**THE TASK**:
Reproduce the records below exactly, but only between the lines holding "Please annotate the lamp" and "Please annotate the bed", inclusive.

**TASK INPUT**:
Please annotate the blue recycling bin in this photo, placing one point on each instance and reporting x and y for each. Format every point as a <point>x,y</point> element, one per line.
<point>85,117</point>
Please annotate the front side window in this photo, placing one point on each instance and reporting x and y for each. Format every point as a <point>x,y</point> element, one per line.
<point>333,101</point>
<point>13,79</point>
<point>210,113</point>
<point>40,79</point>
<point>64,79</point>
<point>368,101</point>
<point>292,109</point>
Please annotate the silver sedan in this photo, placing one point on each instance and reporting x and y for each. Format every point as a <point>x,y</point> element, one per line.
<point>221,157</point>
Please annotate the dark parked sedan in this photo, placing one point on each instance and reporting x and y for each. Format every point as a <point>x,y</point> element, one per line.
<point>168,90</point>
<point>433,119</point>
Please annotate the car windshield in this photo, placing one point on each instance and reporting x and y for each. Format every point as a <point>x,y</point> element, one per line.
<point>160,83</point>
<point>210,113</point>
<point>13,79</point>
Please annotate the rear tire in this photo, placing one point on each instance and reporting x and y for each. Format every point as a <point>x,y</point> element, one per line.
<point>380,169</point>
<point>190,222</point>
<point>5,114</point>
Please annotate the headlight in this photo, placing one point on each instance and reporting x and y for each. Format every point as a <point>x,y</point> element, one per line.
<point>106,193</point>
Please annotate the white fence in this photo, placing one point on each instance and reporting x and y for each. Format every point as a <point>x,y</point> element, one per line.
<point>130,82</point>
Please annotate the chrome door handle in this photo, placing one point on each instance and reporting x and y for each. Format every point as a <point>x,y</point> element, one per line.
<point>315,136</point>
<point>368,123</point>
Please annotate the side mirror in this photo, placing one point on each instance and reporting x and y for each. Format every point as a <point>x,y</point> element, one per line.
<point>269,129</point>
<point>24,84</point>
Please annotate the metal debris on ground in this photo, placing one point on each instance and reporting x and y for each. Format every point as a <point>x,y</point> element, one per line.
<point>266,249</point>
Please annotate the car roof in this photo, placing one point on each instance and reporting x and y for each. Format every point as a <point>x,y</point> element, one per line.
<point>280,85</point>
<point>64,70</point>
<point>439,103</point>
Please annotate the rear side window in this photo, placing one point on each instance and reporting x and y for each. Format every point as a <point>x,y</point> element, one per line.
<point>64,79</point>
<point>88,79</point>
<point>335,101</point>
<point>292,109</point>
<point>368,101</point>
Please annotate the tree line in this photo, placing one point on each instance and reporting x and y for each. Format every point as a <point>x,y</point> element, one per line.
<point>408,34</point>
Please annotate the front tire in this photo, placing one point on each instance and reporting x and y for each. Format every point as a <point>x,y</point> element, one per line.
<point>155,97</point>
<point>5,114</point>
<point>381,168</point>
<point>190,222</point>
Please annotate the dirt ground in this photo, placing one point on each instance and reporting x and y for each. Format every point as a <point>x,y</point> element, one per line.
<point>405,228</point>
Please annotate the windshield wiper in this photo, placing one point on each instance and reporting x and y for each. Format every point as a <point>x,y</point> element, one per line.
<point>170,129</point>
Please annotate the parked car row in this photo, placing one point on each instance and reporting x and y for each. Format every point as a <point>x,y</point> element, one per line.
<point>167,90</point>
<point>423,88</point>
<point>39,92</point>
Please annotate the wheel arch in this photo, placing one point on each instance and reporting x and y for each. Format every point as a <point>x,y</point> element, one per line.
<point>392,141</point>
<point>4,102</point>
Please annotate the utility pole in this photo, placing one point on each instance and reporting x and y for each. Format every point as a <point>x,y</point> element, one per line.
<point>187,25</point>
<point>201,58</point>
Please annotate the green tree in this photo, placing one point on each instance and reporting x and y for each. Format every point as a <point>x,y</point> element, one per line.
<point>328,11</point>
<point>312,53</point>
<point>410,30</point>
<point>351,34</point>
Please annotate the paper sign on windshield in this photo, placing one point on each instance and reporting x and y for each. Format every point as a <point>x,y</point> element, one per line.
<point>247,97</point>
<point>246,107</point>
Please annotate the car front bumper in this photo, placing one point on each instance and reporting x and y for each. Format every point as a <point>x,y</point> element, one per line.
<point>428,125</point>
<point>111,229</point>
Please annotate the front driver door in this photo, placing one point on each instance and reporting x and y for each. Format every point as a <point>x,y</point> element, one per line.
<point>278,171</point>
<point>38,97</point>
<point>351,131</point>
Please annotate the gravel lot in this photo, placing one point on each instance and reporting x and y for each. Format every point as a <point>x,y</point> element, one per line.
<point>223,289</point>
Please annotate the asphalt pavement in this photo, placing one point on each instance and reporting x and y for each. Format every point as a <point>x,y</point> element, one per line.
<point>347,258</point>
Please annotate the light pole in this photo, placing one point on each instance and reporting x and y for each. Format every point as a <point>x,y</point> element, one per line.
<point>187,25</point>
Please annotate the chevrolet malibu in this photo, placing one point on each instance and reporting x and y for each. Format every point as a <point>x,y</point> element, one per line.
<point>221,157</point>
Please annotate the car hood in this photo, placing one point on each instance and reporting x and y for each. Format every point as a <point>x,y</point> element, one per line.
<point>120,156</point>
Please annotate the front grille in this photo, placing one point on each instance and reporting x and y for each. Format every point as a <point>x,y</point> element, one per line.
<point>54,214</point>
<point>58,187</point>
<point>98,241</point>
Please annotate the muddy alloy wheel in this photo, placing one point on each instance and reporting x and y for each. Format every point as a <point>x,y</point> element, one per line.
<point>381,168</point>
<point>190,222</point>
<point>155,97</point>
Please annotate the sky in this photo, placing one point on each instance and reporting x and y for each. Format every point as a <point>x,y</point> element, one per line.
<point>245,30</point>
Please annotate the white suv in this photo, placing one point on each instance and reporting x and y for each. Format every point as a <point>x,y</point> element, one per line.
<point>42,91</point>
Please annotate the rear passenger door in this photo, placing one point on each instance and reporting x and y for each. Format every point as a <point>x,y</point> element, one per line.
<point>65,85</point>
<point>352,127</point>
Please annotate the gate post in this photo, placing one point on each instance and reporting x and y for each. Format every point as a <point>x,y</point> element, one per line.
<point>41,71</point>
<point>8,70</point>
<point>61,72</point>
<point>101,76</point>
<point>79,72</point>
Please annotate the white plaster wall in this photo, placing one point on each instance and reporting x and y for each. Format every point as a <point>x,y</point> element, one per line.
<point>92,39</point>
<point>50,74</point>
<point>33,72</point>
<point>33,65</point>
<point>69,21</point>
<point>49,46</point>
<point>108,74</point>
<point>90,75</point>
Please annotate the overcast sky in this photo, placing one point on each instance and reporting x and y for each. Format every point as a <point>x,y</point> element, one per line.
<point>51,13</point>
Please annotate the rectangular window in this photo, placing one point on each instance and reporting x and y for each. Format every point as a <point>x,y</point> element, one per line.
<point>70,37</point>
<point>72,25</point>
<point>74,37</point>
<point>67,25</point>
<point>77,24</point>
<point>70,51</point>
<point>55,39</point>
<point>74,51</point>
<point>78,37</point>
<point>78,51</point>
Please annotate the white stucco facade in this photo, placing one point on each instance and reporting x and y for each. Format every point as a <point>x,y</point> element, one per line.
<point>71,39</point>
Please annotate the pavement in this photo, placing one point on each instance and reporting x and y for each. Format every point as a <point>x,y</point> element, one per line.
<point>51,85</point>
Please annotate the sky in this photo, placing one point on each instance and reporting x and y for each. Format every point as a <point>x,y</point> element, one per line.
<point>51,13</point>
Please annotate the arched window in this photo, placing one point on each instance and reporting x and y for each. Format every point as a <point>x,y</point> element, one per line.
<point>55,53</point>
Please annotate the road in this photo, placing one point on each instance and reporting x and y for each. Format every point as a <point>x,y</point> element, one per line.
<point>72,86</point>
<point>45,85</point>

* * *

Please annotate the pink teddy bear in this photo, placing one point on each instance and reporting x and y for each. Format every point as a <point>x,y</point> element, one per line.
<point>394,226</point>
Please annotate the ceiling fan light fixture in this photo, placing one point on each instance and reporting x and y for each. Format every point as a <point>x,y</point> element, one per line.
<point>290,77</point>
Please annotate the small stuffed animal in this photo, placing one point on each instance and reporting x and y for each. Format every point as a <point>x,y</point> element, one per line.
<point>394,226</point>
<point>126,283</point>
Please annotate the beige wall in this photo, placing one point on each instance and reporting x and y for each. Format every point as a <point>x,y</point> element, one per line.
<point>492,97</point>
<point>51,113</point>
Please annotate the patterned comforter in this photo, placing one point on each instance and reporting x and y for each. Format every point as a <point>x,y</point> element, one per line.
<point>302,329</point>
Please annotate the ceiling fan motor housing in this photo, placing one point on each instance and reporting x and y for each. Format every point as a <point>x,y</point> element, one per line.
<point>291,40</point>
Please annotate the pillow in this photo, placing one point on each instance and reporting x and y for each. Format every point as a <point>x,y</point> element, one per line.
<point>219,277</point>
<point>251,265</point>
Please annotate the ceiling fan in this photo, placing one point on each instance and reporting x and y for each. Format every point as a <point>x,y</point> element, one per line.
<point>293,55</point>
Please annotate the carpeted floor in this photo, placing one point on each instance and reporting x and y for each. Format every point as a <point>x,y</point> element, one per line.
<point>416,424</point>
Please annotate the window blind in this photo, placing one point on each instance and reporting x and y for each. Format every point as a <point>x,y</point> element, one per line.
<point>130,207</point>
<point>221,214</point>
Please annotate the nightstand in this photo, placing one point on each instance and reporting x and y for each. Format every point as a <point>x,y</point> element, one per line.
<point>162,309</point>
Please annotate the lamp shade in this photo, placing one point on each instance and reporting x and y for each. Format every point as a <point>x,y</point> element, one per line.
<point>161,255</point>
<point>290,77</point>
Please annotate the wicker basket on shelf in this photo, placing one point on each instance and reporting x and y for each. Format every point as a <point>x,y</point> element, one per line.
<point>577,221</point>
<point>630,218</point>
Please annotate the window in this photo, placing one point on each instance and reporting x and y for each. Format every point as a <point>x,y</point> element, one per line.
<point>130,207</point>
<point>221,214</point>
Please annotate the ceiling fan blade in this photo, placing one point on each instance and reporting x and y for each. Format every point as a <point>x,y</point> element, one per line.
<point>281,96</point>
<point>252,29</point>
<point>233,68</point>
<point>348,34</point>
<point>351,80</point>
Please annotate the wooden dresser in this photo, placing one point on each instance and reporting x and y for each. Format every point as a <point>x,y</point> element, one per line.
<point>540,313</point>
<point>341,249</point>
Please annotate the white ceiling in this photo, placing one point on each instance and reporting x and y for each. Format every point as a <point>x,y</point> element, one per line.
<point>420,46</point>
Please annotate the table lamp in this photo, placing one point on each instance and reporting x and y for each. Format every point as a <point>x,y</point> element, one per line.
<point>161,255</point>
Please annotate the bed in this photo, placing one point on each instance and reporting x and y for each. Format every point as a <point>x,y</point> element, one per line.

* * *

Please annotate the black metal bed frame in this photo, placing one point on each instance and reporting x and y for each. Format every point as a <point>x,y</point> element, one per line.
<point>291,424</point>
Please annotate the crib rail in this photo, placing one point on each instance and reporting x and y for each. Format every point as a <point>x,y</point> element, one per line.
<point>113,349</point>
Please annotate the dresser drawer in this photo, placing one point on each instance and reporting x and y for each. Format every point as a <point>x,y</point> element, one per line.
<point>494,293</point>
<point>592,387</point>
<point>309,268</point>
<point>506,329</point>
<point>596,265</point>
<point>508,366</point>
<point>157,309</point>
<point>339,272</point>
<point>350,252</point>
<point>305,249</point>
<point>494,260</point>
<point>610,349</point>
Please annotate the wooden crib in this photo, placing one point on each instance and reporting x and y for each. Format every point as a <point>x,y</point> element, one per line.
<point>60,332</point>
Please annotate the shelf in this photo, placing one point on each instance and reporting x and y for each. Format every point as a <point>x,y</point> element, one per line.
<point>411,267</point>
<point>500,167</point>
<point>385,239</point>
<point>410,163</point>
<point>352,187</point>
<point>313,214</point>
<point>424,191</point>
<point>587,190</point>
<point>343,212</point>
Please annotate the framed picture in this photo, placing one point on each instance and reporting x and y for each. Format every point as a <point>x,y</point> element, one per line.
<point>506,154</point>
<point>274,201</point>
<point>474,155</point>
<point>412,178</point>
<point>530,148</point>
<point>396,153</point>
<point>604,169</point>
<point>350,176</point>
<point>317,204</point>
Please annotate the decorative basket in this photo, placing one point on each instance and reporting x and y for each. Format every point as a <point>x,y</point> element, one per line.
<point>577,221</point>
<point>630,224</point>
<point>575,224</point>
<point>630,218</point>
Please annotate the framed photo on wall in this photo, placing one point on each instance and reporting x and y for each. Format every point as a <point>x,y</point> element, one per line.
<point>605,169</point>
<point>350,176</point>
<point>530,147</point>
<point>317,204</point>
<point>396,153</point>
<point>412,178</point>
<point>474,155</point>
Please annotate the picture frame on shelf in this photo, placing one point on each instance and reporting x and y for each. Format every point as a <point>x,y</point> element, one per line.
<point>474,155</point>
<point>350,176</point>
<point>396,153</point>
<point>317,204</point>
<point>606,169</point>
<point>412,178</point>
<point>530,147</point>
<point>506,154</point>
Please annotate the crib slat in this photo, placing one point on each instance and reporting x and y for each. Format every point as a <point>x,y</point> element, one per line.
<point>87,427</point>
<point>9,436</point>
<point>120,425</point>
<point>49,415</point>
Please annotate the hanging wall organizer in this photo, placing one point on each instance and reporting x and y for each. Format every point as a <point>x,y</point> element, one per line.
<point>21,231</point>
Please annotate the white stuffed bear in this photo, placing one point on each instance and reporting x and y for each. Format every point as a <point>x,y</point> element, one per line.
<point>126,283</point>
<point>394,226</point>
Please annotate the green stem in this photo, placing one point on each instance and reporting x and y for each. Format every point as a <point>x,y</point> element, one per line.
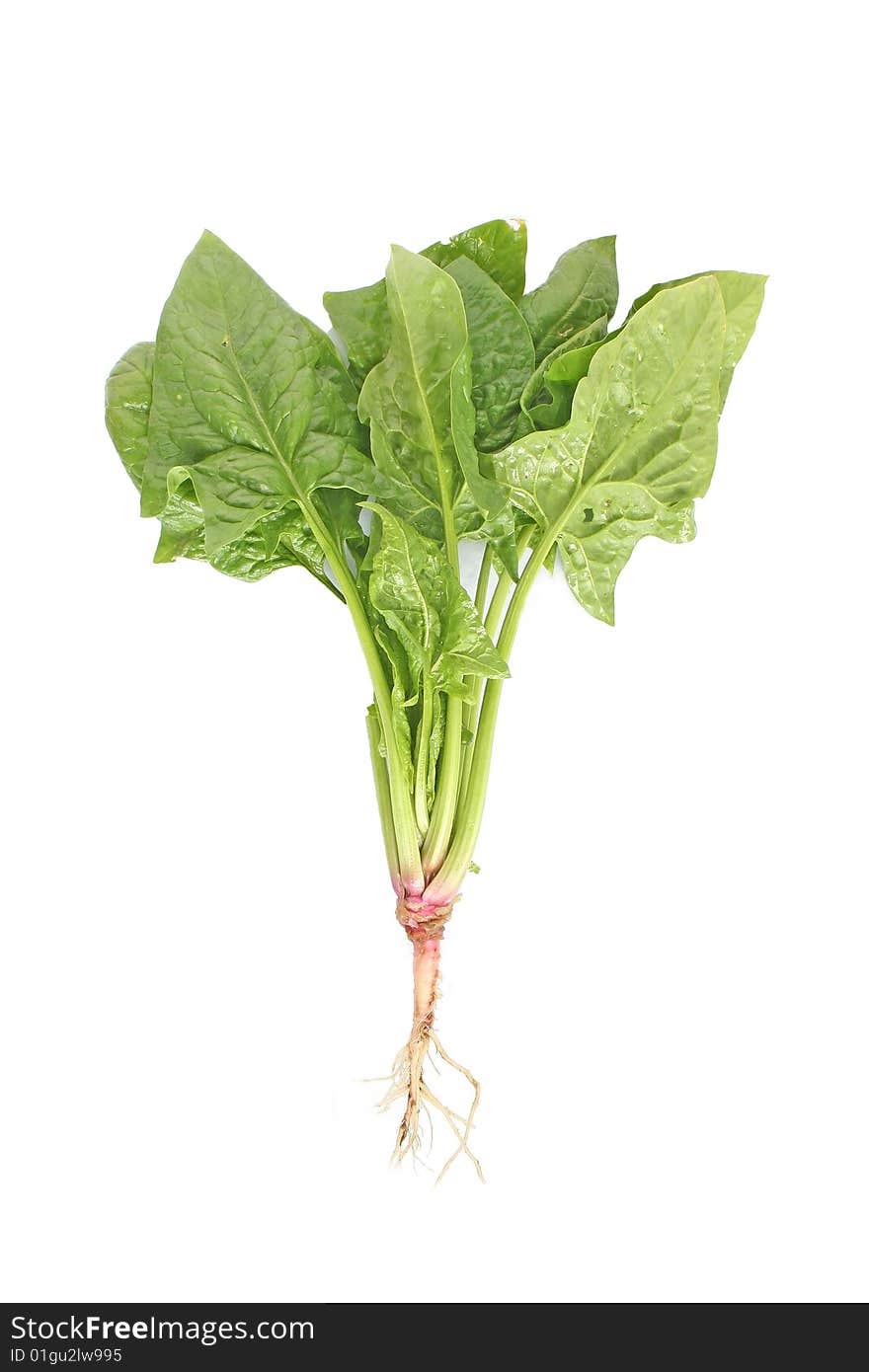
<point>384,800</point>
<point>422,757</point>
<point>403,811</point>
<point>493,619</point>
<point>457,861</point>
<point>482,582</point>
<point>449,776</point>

**REPLY**:
Please annotate the lamp shade in this photo, placing one point on each instance and reporting x and y for each. Format every point as a <point>x,y</point> element, one per line.
<point>161,255</point>
<point>290,77</point>
Please annotate the wicker basket on shelf in this photo, placing one point on each instance and reporting x and y for each. Format every point as a <point>x,y</point> element, one per line.
<point>577,221</point>
<point>630,218</point>
Please annotate the window in this photo, placing one point on each instance and reporting x and y for each. Format every point as a <point>x,y</point> element, one per line.
<point>130,207</point>
<point>221,214</point>
Please annotate the ceiling fan blade in this photo, placing one point on each instance and reporting x and y for each. Format every point as a <point>x,y</point> element, one per line.
<point>281,96</point>
<point>252,29</point>
<point>233,68</point>
<point>348,34</point>
<point>351,80</point>
Please annotate the wooden dresser in this photo, placing one point on each instance and reporting x and y for each. Format every point as a <point>x,y</point> element, one per line.
<point>540,313</point>
<point>341,249</point>
Please annotate the white ceiling in this photo, placing one point on each instance and reporting x and y for each. Format every point as a <point>x,y</point> element, one per line.
<point>420,46</point>
Please annotate the table lamp in this photo, placing one point on each instance and reporting x and y for each. Format every point as a <point>x,y</point> element, one per line.
<point>161,255</point>
Please annotate the bed in this photo, placing one point on each instance and reporting x and y for each. Format every point as a <point>x,y</point> element, one per line.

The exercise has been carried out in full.